**WORK REQUEST:**
Please retype the data below line for line and leave out every picture.

============================================================

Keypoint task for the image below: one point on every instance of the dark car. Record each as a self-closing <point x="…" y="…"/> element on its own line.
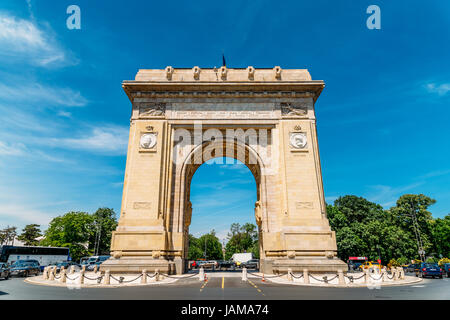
<point x="429" y="270"/>
<point x="446" y="269"/>
<point x="66" y="265"/>
<point x="25" y="268"/>
<point x="4" y="271"/>
<point x="97" y="262"/>
<point x="226" y="265"/>
<point x="251" y="264"/>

============================================================

**SOLUTION TO THE EXERCISE:**
Keypoint task for the image below: one point on every instance of the dark car. Record each as a self-closing <point x="…" y="…"/> element on its own line.
<point x="429" y="270"/>
<point x="446" y="269"/>
<point x="66" y="265"/>
<point x="25" y="268"/>
<point x="4" y="271"/>
<point x="97" y="262"/>
<point x="226" y="265"/>
<point x="251" y="264"/>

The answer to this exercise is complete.